— TO-DO LIST —
(1) Using the passage about Solomon Asch's visit, decide whether each statement agrees with it: (a) Ray Price arranged for a baby-sitter so he could attend the speech; (b) in the line study, the fourth line was the same length as the third line; (c) the first two people who answered in the line study were genuine subjects. For each, answer yes or no and quote the deciding words from the passage.
(2) Continue the passage about Solomon Asch's visit, picking up right after its final sentence.

“He’s here!” someone shouted as I walked across campus. Solomon Asch, the renowned social scientist, was going to give a speech. Excited about the prospect of listening to one of the true pioneers of the field, I skipped class for a chance to hear what he had to say. Ray Price, a fellow doctoral student at Stanford, arranged for a baby-sitter so he could attend. Another student called in late for his lab job. People all around campus and across disciplines dropped whatever they were doing and like groupies hearing about an impromptu sighting of a rock star, they all rushed to hear from the master.
“He’s gotta be around a hundred!” I suggested to Ray.
“What do you think he’s going to talk about?” Ray wondered aloud.
“Surely it has something to do with the line study,” I responded. After all, that famous study was his thing. In the study, he drew three lines of different lengths for his research subjects to see. He then drew a fourth line that was exactly the same length as the second line and asked a group of people seated around a table, “Which line is this fourth most like—one, two, or three?” Obviously it was the same as the second line. Anyone could tell.
But then something really weird happened. The first person suggested that the line in question was the same as the first line. What a moron! Maybe this person had a vision problem. And then the second person said the same. What?! How could two people be that wrong? Of course, the answer to this question is now part of social science history. They were both dupes who worked for Dr. Asch. They purposefully gave the wrong answer to see if they could get a genuine subject to agree with them.

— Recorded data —
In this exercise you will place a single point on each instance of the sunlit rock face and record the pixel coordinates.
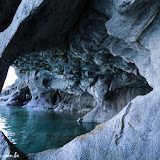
(8, 151)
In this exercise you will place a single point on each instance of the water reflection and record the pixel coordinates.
(34, 130)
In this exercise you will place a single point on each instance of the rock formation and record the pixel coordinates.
(8, 151)
(106, 51)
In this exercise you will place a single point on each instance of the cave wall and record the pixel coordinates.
(110, 45)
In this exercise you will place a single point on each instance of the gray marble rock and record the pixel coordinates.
(9, 151)
(104, 48)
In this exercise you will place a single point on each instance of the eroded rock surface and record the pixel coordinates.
(8, 151)
(109, 48)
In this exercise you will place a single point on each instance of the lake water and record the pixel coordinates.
(34, 131)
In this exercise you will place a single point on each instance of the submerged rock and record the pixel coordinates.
(9, 151)
(105, 50)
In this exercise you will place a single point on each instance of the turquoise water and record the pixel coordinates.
(35, 131)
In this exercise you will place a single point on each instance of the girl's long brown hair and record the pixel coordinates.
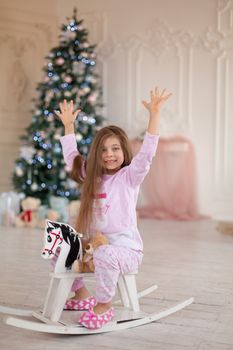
(95, 171)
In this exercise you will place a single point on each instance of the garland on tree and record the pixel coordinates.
(69, 74)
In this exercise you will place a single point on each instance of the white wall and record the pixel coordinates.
(183, 45)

— RESULTS FOR THE EXERCISE —
(1)
(a) Yes: "Ray Price, a fellow doctoral student at Stanford, arranged for a baby-sitter so he could attend."
(b) No: "He then drew a fourth line that was exactly the same length as the second line"
(c) No: "They were both dupes who worked for Dr. Asch."

(2)
To help nudge the findings, Dr. Asch had a total of eight people (all dupes) give the same wrong answer. Then the ninth person, the only actual subject, would be asked the question. As you might suspect, nearly three-fourths of the subjects gave the same wrong answer. When they were interviewed after the study was completed, all the subjects said that they knew they had given the wrong answer, but they didn’t want to go against the crowd.
This particular compliance study has been shared in every introductory psych class ever since. It laid the groundwork for a whole series of conformity studies, including the famous Milgram studies.
Wanting to hear the latest word about these fascinating conformity studies, we sat in a crowded classroom eagerly waiting for Dr. Asch to appear. Ray and I were in the front row. Eventually, Dr. Asch was escorted to the front of the room. He was indeed old and as it turned out, he wanted to set the record straight. He tottered to the front of the room, paused to steady himself, and then spoke but one word.
We sat there in silence as Dr. Asch waited for the dramatic pause to work its effect. Finally, after what seemed like ten minutes, he explained. “When I conducted the original studies, I wasn’t studying conformity, I was studying independence. I was interested in the one in four subjects who spoke their minds even when confronted with eight other people who disagreed with them. I was interested in those who had the guts to stand up and speak their mind in the face of adversity. And yet to this day my work is known as the first in a long series of ‘conformity’ studies.”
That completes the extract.